> Dataset content
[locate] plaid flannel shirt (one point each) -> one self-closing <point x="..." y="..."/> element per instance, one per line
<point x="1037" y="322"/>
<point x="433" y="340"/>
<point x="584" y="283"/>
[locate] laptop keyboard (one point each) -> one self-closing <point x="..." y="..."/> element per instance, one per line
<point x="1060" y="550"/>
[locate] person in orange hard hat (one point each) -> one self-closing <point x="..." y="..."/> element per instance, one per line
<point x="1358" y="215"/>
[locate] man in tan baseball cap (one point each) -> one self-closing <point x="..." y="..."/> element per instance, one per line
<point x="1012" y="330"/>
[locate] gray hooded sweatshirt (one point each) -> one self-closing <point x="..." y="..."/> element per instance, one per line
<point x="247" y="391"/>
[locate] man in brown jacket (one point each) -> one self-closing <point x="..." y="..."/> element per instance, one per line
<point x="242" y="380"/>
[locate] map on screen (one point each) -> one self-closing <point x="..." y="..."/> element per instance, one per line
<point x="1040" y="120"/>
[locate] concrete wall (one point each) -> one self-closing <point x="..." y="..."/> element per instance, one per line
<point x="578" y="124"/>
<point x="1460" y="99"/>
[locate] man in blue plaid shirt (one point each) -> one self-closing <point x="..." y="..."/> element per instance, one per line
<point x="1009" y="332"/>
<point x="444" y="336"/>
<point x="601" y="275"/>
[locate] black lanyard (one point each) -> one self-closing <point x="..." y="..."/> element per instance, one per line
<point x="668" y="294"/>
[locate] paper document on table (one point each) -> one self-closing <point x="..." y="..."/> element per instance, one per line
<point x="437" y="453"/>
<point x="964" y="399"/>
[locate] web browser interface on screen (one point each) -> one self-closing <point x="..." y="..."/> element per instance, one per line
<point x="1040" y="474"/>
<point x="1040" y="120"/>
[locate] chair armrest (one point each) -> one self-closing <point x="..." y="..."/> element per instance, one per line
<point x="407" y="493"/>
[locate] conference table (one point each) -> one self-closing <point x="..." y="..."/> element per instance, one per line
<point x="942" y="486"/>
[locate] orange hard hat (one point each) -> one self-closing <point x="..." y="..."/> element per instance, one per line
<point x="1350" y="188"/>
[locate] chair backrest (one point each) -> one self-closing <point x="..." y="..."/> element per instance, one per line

> What the exercise asks
Please repeat the entries word for word, starting at the line that contains "[locate] man in blue" and continuing through the last line of the entries.

> Exercise response
[locate] man in blue plaid shirt (one point each) -> one self-closing <point x="..." y="..."/> element per instance, one per line
<point x="1009" y="332"/>
<point x="444" y="336"/>
<point x="601" y="275"/>
[locate] black lanyard (one point each) -> one self-closing <point x="..." y="..."/> element per instance, one per line
<point x="668" y="294"/>
[locate] paper document on table (one point each) -> one self-closing <point x="..." y="..."/> element per instance, one per line
<point x="437" y="453"/>
<point x="964" y="399"/>
[locate] web browser interface on screen (one point each) -> one self-closing <point x="..." y="..."/> element per instance, one per line
<point x="1040" y="474"/>
<point x="1040" y="120"/>
[locate] chair armrest (one point each) -> one self-closing <point x="..." y="..."/> element per instance, one per line
<point x="407" y="493"/>
[locate] conference table (one point each) -> one self-closing <point x="..." y="..."/> element per instance, one per line
<point x="942" y="486"/>
[locate] orange hard hat (one point each) -> one self-closing <point x="..." y="..."/> element per instance, one per line
<point x="1350" y="188"/>
[locate] chair backrest (one point each) -> one self-closing <point x="..." y="..."/> element per instance, one per line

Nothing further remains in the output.